### Enunciado del problema 1
En el texto sobre la casa, ¿cuántas gatas viven con los padres?
### Enunciado del problema 2
Reproduce los registros desde la línea que contiene "Where can the gravel" hasta el final de los registros, ambas incluidas, y sustituye "evergreen tree" por "pine tree" sin alterar nada más.

### Texto para leer

*-*-*

Cuchara floreada y Coral negro

En su Poética del espacio, Bachelard concibe a la casa como “la plenitud primera” y el lugar de los seres protectores. El calendario de la vida solo podría establecerse en su imaginería y, en el acto de memoria, para el conocimiento de la intimidad es más urgente que la determinación de las fechas, la localización de nuestra intimidad en los espacios.[1]
La casa -que por antonomasia es la casa de la madre y el padre- sería símbolo de identidad, afecto y arraigo, al que se añora regresar desde la distancia del tiempo, el exilio o la ruptura. Para matizar esa visión idealizada, desde la crítica feminista, la casa también se comprende como un espacio de riesgo, violencia, dominación y ejercicio de poder patriarcal sobre las mujeres, las niñas y los niños. Cada quien reconstruirá desde su particular experiencia, con matices y collages estético/afectivos, su imagen, o más bien, recuerdo, de la propia casa. Hoy quisiera reconstruir para ustedes un poco de mi casa, lugar donde habitan mis amados padres con cuatro gatas -dos jóvenes y dos ancianas- el nido que compartieron con nosotras, tres hijas, por más de treinta años, hasta que, paulatinamente, con sendos quipis, la dejamos para seguir con nuestras vidas.

*-*-*

### Material de trabajo
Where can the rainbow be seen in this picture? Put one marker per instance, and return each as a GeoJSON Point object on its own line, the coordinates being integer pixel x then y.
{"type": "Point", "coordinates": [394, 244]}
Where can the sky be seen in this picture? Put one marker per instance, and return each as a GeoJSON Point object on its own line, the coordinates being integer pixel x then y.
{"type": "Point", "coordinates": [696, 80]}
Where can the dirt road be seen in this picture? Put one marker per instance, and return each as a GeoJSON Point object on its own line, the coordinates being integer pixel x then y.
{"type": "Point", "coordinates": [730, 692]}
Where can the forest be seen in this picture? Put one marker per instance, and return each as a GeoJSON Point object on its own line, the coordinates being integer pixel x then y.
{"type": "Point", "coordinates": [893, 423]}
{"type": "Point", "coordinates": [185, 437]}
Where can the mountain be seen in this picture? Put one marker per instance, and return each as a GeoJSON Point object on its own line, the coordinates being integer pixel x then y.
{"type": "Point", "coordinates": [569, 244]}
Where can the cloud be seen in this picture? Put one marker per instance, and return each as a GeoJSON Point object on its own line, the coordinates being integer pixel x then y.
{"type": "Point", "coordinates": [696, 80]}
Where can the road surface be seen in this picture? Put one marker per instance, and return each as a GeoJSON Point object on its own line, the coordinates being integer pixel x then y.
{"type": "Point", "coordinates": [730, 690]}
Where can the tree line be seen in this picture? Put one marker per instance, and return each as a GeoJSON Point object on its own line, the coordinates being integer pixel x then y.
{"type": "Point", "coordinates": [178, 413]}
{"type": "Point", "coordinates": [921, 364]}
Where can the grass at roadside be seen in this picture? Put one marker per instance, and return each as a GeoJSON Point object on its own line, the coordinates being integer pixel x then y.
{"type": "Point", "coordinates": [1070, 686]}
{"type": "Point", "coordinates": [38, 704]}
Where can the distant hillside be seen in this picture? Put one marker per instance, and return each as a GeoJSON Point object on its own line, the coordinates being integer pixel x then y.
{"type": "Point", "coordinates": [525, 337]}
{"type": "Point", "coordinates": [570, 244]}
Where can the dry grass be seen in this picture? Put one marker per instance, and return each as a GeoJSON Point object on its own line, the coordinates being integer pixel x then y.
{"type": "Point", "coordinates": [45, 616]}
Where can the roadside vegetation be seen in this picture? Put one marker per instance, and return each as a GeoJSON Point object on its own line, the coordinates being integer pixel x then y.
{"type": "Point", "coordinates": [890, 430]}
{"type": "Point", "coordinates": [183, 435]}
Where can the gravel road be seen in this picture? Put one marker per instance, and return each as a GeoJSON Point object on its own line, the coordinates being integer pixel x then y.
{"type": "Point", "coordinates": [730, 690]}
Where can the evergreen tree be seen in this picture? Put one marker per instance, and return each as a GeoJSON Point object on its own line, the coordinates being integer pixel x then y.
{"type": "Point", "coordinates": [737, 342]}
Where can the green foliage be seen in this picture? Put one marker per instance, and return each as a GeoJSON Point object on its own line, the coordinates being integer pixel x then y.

*-*-*

### Resultado del ejercicio 1
Cuatro gatas: dos jóvenes y dos ancianas.

### Resultado del ejercicio 2
Where can the gravel road be seen in this picture? Put one marker per instance, and return each as a GeoJSON Point object on its own line, the coordinates being integer pixel x then y.
{"type": "Point", "coordinates": [730, 690]}
Where can the pine tree be seen in this picture? Put one marker per instance, and return each as a GeoJSON Point object on its own line, the coordinates being integer pixel x then y.
{"type": "Point", "coordinates": [737, 342]}
Where can the green foliage be seen in this picture? Put one marker per instance, and return each as a GeoJSON Point object on its own line, the coordinates being integer pixel x then y.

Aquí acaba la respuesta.